**STUDY TEXT**

»»

Annika is akin to God in our house, and many things I've done over the past year have been held against the Annika litmus test by my son. If I go to kill a spider, Jacob places his hand on my arm and tells me, Mom. Spiders are our good friends. They eat the bad bugs. Annika would put the spider outside. Actually, Annika would create a spider habitat and let the children feed it insects while she gives discourse on spinnerets and the life cycle of arachnids. I'm not proud to admit that my typical m.o. is to nod in acquiescence to Jacob, then smash the spider when he isn't looking and flush it away. Nasty things.

Last fall I accompanied Annika and the kids on a field trip to collect leaves. We went to a gorgeous location that had flat trails along a creek, with plenty of deciduous trees and large rocks for the kids to explore. I was walking on the trail behind Annika, noting how she is not only this gorgeous thing (poreless skin, pink cheeks and no makeup ever) who weighs next to nothing, she is smart and knows how to capture a child's imagination. Sickening. Annika was in front of me carrying two baskets full of leaves, a backpack with the remains of our homemade lunch on her back, and had a child's hand in her own. I was about to ask her if she colored her hair when she suddenly dove into the brush that lined the path. Within seconds, she was righted again, the baskets and backpack still in place, but now she held a large snake in her hand, holding it up. "Children! Who can tell me what kind of snake this is?" as the preschoolers gathered around her, no one talking, no bickering or jostling. Just listening to the impromptu lesson in herpetology. She was the Pied freakin' Piper.

I tried to joke with her, telling her she was my Newman. That Jacob mentioned her so frequently, often in the context of telling me how I could do something better, that I would mutter, Annika! much like Seinfeld would Newman's name.


Annika doesn't watch television. What, the bread bakes itself?

««

**EXERCISE SET**
• 1. Answer these questions from the essay about Annika, each on its own line:
(a) According to Jacob, what would Annika do with a spider?
(b) What did the field trip last fall go out to collect?
(c) What does the essay say Annika doesn't watch?
• 2. List every feature that the essay about Annika gives for the location of the field trip.
• 3. Using the essay about Annika, decide whether each statement agrees with it. Answer yes or no and quote the words that decide it.
(a) The narrator usually puts spiders outside.
(b) After catching the snake, Annika still had the baskets and backpack.
(c) The preschoolers bickered while Annika held up the snake.

**DATA UNDER STUDY**
»»

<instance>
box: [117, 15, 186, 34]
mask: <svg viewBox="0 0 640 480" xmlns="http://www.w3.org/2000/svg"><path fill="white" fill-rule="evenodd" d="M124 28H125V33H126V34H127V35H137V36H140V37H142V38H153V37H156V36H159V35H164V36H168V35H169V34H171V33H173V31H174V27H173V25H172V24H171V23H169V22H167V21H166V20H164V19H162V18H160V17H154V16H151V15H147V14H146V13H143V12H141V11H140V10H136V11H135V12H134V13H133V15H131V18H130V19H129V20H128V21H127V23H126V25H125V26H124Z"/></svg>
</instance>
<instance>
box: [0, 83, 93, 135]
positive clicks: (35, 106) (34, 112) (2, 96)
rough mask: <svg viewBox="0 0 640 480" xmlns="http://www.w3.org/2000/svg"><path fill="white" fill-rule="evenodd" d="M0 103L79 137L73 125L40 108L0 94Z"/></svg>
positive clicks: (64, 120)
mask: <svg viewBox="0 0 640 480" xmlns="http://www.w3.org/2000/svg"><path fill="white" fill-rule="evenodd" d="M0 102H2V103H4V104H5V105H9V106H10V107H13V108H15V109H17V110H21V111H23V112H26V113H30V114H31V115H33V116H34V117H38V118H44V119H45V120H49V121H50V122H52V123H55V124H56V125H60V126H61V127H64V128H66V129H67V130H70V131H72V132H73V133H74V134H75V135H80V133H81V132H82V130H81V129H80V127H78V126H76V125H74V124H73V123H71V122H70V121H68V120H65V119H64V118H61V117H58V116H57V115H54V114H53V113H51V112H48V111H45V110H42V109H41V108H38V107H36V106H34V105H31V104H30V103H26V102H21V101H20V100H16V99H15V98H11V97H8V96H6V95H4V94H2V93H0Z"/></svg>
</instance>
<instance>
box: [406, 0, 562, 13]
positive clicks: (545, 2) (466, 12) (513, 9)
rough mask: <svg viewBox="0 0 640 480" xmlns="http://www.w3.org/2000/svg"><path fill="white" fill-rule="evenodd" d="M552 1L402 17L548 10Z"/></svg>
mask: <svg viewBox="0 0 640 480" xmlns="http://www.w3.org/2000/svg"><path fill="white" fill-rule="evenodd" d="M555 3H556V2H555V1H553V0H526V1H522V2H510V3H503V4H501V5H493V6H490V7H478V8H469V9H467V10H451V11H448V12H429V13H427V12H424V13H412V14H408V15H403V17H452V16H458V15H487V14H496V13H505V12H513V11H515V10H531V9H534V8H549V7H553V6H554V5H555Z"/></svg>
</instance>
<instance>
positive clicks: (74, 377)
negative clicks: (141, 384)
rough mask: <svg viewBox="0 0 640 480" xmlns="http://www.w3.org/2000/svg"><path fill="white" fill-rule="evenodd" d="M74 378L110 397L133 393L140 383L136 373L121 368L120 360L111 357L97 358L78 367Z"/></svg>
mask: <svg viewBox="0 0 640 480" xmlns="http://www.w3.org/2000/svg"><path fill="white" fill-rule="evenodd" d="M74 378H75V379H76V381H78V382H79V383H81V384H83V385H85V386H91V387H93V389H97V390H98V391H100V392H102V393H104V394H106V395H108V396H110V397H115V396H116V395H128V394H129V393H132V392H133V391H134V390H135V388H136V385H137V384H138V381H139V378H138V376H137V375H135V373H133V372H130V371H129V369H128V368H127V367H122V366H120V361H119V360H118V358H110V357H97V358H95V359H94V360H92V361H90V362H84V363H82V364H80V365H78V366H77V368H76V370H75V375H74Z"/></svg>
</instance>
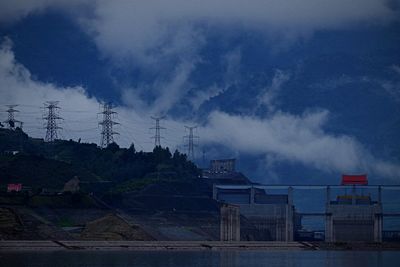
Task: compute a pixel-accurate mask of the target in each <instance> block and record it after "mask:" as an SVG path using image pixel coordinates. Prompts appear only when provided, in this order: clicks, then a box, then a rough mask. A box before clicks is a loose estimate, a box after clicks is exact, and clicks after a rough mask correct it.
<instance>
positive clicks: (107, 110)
mask: <svg viewBox="0 0 400 267" xmlns="http://www.w3.org/2000/svg"><path fill="white" fill-rule="evenodd" d="M100 113H101V114H103V120H102V121H101V122H99V124H100V125H101V126H102V129H101V140H100V147H102V148H106V147H107V146H108V145H109V144H111V143H113V142H114V135H116V134H119V133H117V132H114V131H113V126H114V125H116V124H119V123H118V122H115V121H113V115H115V114H117V112H115V111H113V110H112V105H111V103H105V104H104V105H103V111H102V112H100Z"/></svg>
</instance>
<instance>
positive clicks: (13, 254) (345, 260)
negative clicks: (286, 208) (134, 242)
mask: <svg viewBox="0 0 400 267" xmlns="http://www.w3.org/2000/svg"><path fill="white" fill-rule="evenodd" d="M399 262H400V252H399V251H110V252H104V251H73V252H71V251H57V252H40V251H35V252H14V253H4V254H3V253H0V266H9V267H14V266H15V267H16V266H30V267H36V266H40V267H53V266H57V267H64V266H65V267H67V266H68V267H75V266H88V267H89V266H90V267H100V266H101V267H111V266H112V267H123V266H124V267H127V266H140V267H150V266H151V267H157V266H160V267H161V266H162V267H199V266H207V267H239V266H240V267H242V266H246V267H258V266H260V267H261V266H268V267H275V266H304V267H309V266H340V267H347V266H362V267H381V266H385V267H390V266H393V267H397V266H398V264H399Z"/></svg>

««

**SOLVED TASKS**
• 1.
(a) Put the spider outside.
(b) Leaves.
(c) Television.

• 2.
- Flat trails along a creek
- Plenty of deciduous trees
- Large rocks for the kids to explore

• 3.
(a) No: "my typical m.o. is to nod in acquiescence to Jacob, then smash the spider when he isn't looking and flush it away."
(b) Yes: "Within seconds, she was righted again, the baskets and backpack still in place"
(c) No: "no one talking, no bickering or jostling."